**DATA FOR PROCESSING**
################

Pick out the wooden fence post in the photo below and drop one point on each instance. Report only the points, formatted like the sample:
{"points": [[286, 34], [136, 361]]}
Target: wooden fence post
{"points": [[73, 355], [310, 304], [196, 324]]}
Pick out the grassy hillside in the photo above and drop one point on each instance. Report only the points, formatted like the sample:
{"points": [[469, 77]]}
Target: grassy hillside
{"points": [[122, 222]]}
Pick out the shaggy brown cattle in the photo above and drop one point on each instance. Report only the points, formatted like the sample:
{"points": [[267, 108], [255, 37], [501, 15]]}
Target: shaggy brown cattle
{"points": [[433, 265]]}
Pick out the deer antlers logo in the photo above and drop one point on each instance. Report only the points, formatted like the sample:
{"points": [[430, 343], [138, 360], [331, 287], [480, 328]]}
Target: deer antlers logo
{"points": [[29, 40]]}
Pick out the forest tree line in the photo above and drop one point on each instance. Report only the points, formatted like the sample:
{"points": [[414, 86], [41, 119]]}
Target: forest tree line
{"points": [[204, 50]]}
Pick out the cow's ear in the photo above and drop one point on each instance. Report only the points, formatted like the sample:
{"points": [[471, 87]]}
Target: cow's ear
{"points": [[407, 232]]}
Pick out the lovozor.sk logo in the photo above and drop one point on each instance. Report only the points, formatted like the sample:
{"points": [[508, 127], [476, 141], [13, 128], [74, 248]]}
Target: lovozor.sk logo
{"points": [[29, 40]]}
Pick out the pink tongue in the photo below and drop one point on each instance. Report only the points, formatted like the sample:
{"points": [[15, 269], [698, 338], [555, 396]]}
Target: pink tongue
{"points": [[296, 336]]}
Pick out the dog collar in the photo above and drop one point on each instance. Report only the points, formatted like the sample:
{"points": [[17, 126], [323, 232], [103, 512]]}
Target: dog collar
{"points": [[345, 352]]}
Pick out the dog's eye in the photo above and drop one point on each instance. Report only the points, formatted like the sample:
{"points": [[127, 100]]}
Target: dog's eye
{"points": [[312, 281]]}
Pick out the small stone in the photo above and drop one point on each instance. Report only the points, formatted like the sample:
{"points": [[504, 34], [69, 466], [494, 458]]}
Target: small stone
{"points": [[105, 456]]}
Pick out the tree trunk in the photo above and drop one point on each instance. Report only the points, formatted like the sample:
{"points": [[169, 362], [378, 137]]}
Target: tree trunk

################

Go through the listing and print each line exactly as it appears.

**THE COMPLETED TASK**
Pick out the wooden fence post in the photo below and drop one point on each instance. Report only the points, formatted like the sample:
{"points": [[286, 34], [136, 361]]}
Target: wooden fence post
{"points": [[73, 355], [310, 304], [196, 324]]}
Pick out the grassy hillside in the photo above and drop one point on each instance. Report only the points, formatted like the sample:
{"points": [[469, 77]]}
Target: grassy hillside
{"points": [[122, 222]]}
Pick out the shaggy brown cattle in the photo above and drop one point on each instance. Report only the points, formatted like the sample:
{"points": [[267, 108], [255, 37], [501, 15]]}
Target: shaggy brown cattle
{"points": [[433, 265]]}
Pick out the deer antlers logo in the photo above and drop one point on each instance. Report only the points, formatted like the sample:
{"points": [[430, 343], [138, 360], [331, 287], [480, 328]]}
Target: deer antlers logo
{"points": [[29, 40]]}
Pick out the forest tree line in the photo above and drop one point on each instance. Report only the points, formatted like the sample:
{"points": [[414, 86], [41, 119]]}
Target: forest tree line
{"points": [[204, 50]]}
Pick out the cow's ear in the photo above and drop one point on each instance. Report only the points, formatted like the sample:
{"points": [[471, 87]]}
Target: cow's ear
{"points": [[407, 232]]}
Pick out the lovozor.sk logo in the photo above and drop one point on each instance. Report only the points, formatted like the sample:
{"points": [[508, 127], [476, 141], [13, 128], [74, 248]]}
Target: lovozor.sk logo
{"points": [[29, 40]]}
Pick out the pink tongue in the photo below and drop one point on each instance. Report only the points, formatted like the sample:
{"points": [[15, 269], [698, 338], [555, 396]]}
Target: pink tongue
{"points": [[296, 336]]}
Pick out the dog collar in the photo above and drop one point on each instance. Report only the points, formatted like the sample:
{"points": [[17, 126], [323, 232], [103, 512]]}
Target: dog collar
{"points": [[345, 352]]}
Pick out the dog's eye in the photo above and drop one point on each instance. Report only the points, formatted like the sample:
{"points": [[127, 100]]}
Target: dog's eye
{"points": [[312, 281]]}
Pick out the small stone in the photo above and drop one point on each instance. Report only the points, formatted like the sample:
{"points": [[504, 34], [69, 466], [494, 458]]}
Target: small stone
{"points": [[105, 456]]}
Pick out the tree trunk in the photo above and drop one point on each instance. Report only the points, formatted like the sample:
{"points": [[169, 362], [378, 137]]}
Target: tree trunk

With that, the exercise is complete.